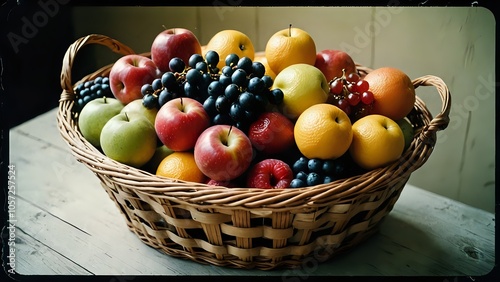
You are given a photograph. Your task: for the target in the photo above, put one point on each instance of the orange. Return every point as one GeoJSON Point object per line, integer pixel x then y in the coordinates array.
{"type": "Point", "coordinates": [290, 46]}
{"type": "Point", "coordinates": [230, 41]}
{"type": "Point", "coordinates": [393, 91]}
{"type": "Point", "coordinates": [323, 131]}
{"type": "Point", "coordinates": [377, 141]}
{"type": "Point", "coordinates": [261, 57]}
{"type": "Point", "coordinates": [180, 165]}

- Compito da svolgere -
Nei record qui sopra sostituisci "orange" con "lemon" senza cambiare nient'altro. Riscrivi le righe lasciando fuori le immagini.

- Soluzione -
You are given a photograph. Your task: for the target in the photo above, put one point on each instance of the lemon. Return every point as one GeoJSON Point object per line, integer pixel x then y in the coordinates array.
{"type": "Point", "coordinates": [290, 46]}
{"type": "Point", "coordinates": [230, 41]}
{"type": "Point", "coordinates": [393, 91]}
{"type": "Point", "coordinates": [323, 131]}
{"type": "Point", "coordinates": [377, 141]}
{"type": "Point", "coordinates": [261, 57]}
{"type": "Point", "coordinates": [180, 165]}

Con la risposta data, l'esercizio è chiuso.